### [CHALLENGE]
Copy the rows below word for word, leaving out the pictures.

### [DATASET RECORDS]
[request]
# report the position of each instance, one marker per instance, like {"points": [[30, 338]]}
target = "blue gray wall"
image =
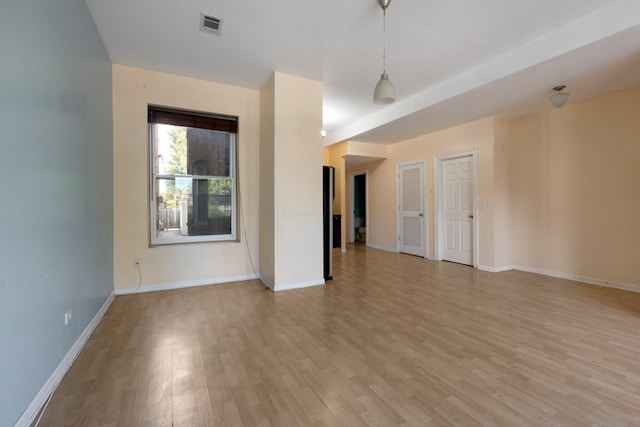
{"points": [[56, 201]]}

### [ANSWER IN FULL]
[request]
# report the position of each instance, one marker per instance, like {"points": [[30, 338]]}
target = "blue gray wall"
image =
{"points": [[56, 201]]}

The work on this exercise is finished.